_INFORMATION PROVIDED_:

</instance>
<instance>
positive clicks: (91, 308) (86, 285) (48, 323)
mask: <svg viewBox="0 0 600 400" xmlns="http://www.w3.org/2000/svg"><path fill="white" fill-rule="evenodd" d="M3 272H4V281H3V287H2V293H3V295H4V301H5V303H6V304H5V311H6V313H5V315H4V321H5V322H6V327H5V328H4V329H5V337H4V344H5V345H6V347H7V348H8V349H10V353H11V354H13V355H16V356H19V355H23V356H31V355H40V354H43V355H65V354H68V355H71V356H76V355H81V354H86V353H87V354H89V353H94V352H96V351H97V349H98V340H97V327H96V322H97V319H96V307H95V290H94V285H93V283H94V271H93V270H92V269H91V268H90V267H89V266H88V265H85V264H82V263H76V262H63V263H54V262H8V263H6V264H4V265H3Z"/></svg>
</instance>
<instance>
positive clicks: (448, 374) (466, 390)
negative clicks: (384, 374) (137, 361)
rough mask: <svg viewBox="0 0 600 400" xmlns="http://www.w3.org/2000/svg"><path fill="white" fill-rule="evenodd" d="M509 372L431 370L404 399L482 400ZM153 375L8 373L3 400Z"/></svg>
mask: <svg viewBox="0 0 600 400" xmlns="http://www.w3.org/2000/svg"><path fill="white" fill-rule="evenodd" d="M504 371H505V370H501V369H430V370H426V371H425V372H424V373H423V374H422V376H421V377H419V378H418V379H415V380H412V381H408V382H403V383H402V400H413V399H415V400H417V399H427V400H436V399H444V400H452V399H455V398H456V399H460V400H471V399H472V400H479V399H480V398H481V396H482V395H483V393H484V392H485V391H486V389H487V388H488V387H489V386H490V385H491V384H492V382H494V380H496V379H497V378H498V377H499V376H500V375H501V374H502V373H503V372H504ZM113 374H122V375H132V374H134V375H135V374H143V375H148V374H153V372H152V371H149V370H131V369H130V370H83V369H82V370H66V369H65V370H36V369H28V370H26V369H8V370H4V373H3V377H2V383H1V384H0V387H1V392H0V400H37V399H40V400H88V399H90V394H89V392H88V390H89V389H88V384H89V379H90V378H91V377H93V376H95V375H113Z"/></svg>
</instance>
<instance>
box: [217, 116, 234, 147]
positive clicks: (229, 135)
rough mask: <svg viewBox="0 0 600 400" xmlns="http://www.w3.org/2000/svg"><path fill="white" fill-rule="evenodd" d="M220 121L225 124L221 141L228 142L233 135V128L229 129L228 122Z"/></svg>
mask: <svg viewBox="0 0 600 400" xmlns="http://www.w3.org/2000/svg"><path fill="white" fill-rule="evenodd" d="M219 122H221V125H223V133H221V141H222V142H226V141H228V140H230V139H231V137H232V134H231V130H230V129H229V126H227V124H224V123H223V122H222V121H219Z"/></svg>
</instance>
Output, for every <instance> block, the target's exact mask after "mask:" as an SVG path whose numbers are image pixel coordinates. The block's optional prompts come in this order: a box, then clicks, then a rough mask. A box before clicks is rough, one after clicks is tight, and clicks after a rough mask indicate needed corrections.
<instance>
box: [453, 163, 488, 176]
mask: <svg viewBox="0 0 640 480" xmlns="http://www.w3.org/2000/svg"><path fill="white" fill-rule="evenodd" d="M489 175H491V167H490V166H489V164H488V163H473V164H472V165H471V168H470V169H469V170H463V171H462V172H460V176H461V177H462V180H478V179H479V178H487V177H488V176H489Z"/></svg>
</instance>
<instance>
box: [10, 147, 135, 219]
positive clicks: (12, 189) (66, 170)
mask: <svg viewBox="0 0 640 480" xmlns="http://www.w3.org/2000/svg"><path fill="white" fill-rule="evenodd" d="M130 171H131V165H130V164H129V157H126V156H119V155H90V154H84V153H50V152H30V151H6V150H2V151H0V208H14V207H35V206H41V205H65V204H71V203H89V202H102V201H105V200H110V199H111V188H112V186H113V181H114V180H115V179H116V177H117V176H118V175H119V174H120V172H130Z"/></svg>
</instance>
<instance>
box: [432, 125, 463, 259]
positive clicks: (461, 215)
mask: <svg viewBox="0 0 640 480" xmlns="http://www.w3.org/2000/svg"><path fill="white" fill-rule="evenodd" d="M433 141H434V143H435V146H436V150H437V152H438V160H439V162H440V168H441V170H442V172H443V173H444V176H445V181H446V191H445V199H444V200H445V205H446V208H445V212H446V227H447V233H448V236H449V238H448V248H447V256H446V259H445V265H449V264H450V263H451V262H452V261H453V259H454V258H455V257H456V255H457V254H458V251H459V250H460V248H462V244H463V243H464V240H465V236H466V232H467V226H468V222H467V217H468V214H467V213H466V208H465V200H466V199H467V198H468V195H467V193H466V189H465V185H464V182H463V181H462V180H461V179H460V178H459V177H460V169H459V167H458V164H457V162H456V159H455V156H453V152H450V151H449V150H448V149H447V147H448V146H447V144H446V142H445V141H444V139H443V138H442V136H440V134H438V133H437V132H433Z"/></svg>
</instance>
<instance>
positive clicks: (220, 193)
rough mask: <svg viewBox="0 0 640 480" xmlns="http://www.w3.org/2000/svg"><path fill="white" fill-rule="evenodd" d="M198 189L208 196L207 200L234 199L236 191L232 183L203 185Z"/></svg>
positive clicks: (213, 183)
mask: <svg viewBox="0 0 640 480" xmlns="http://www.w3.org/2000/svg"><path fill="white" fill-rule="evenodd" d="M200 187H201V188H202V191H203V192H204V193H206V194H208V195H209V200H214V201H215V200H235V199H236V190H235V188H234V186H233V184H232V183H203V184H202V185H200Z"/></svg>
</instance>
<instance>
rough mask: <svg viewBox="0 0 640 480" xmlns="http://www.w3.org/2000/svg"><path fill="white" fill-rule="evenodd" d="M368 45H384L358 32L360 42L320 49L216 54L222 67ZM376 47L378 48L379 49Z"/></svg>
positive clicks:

_WHAT YOU SHOULD DO_: Go through the material above line by line and copy it exactly.

_WRITTEN RESPONSE_:
</instance>
<instance>
positive clicks: (91, 308) (86, 285) (48, 323)
mask: <svg viewBox="0 0 600 400" xmlns="http://www.w3.org/2000/svg"><path fill="white" fill-rule="evenodd" d="M3 272H4V281H3V287H2V293H3V295H4V301H5V303H6V304H5V311H6V313H5V315H4V321H5V322H6V327H5V328H4V329H5V337H4V344H5V345H6V347H7V348H8V349H10V353H11V354H13V355H16V356H19V355H23V356H31V355H40V354H43V355H65V354H68V355H71V356H76V355H81V354H86V353H87V354H89V353H94V352H96V351H97V349H98V340H97V327H96V322H97V319H96V307H95V290H94V285H93V283H94V271H93V270H92V269H91V268H90V267H89V266H88V265H85V264H82V263H76V262H63V263H54V262H8V263H6V264H4V265H3Z"/></svg>
</instance>
<instance>
positive clicks: (448, 374) (466, 390)
negative clicks: (384, 374) (137, 361)
rough mask: <svg viewBox="0 0 600 400" xmlns="http://www.w3.org/2000/svg"><path fill="white" fill-rule="evenodd" d="M509 372L431 370L404 399L482 400ZM153 375L8 373L3 400Z"/></svg>
mask: <svg viewBox="0 0 600 400" xmlns="http://www.w3.org/2000/svg"><path fill="white" fill-rule="evenodd" d="M504 371H505V370H501V369H430V370H426V371H425V372H424V373H423V374H422V376H421V377H419V378H418V379H415V380H412V381H408V382H403V383H402V400H413V399H415V400H417V399H427V400H436V399H444V400H452V399H455V398H456V399H460V400H471V399H472V400H479V399H480V398H481V396H482V395H483V393H484V392H485V391H486V389H487V388H488V387H489V386H490V385H491V384H492V382H494V380H496V379H497V378H498V377H499V376H500V375H501V374H502V373H503V372H504ZM113 374H122V375H132V374H134V375H135V374H143V375H148V374H153V372H152V371H149V370H131V369H130V370H83V369H82V370H66V369H65V370H36V369H28V370H26V369H8V370H4V373H3V377H2V383H1V384H0V387H1V392H0V400H37V399H40V400H88V399H90V394H89V392H88V390H89V389H88V384H89V379H90V378H91V377H93V376H95V375H113Z"/></svg>
</instance>
<instance>
box: [217, 116, 234, 147]
positive clicks: (229, 135)
rough mask: <svg viewBox="0 0 600 400" xmlns="http://www.w3.org/2000/svg"><path fill="white" fill-rule="evenodd" d="M220 121L225 124L221 141L228 142L233 135V128L229 129L228 122Z"/></svg>
mask: <svg viewBox="0 0 600 400" xmlns="http://www.w3.org/2000/svg"><path fill="white" fill-rule="evenodd" d="M219 122H221V125H223V133H221V141H222V142H226V141H228V140H230V139H231V137H232V134H231V130H230V129H229V126H227V124H224V123H223V122H222V121H219Z"/></svg>
</instance>
Output, for every <instance> block, the target's exact mask after "mask:" as an SVG path whose numbers are image pixel coordinates. The block's optional prompts come in this order: a box, then clicks, then a rough mask. A box before clicks is rough, one after clicks is tight, and clicks after a rough mask indicate needed corrections.
<instance>
box: [453, 163, 488, 176]
mask: <svg viewBox="0 0 640 480" xmlns="http://www.w3.org/2000/svg"><path fill="white" fill-rule="evenodd" d="M489 175H491V167H490V166H489V164H488V163H473V164H472V165H471V168H470V169H469V170H463V171H462V172H460V176H461V177H462V180H478V179H479V178H487V177H488V176H489Z"/></svg>
</instance>
<instance>
box: [10, 147, 135, 219]
positive clicks: (12, 189) (66, 170)
mask: <svg viewBox="0 0 640 480" xmlns="http://www.w3.org/2000/svg"><path fill="white" fill-rule="evenodd" d="M130 171H131V165H130V164H129V157H126V156H119V155H90V154H84V153H50V152H30V151H6V150H2V151H0V208H14V207H35V206H41V205H65V204H71V203H89V202H102V201H105V200H110V199H111V188H112V186H113V181H114V180H115V179H116V177H117V176H118V175H119V174H120V172H130Z"/></svg>
</instance>
<instance>
box: [432, 125, 463, 259]
positive clicks: (461, 215)
mask: <svg viewBox="0 0 640 480" xmlns="http://www.w3.org/2000/svg"><path fill="white" fill-rule="evenodd" d="M433 141H434V143H435V146H436V150H437V152H438V160H439V162H440V168H441V170H442V172H443V173H444V176H445V181H446V191H445V199H444V200H445V205H446V208H445V212H446V227H447V233H448V236H449V238H448V248H447V256H446V259H445V265H449V264H450V263H451V262H452V261H453V259H454V258H455V257H456V255H457V254H458V251H459V250H460V248H462V244H463V243H464V240H465V236H466V232H467V226H468V222H467V217H468V214H467V213H466V208H465V200H466V199H467V198H468V195H467V193H466V189H465V185H464V182H463V181H462V180H461V179H460V178H459V177H460V169H459V167H458V164H457V162H456V159H455V156H453V152H450V151H449V150H448V149H447V147H448V146H447V144H446V142H445V141H444V139H443V138H442V136H440V134H438V133H437V132H433Z"/></svg>
</instance>
<instance>
positive clicks: (220, 193)
rough mask: <svg viewBox="0 0 640 480" xmlns="http://www.w3.org/2000/svg"><path fill="white" fill-rule="evenodd" d="M198 189L208 196L207 200L234 199L236 191L232 183L203 185Z"/></svg>
positive clicks: (213, 183)
mask: <svg viewBox="0 0 640 480" xmlns="http://www.w3.org/2000/svg"><path fill="white" fill-rule="evenodd" d="M200 187H201V188H202V191H203V192H204V193H206V194H208V195H209V200H214V201H215V200H235V199H236V190H235V188H234V186H233V184H232V183H203V184H202V185H200Z"/></svg>
</instance>
<instance>
rough mask: <svg viewBox="0 0 640 480" xmlns="http://www.w3.org/2000/svg"><path fill="white" fill-rule="evenodd" d="M368 45H384L358 32L360 42L320 49L216 54L222 67ZM376 47L378 48L379 49Z"/></svg>
positive clicks:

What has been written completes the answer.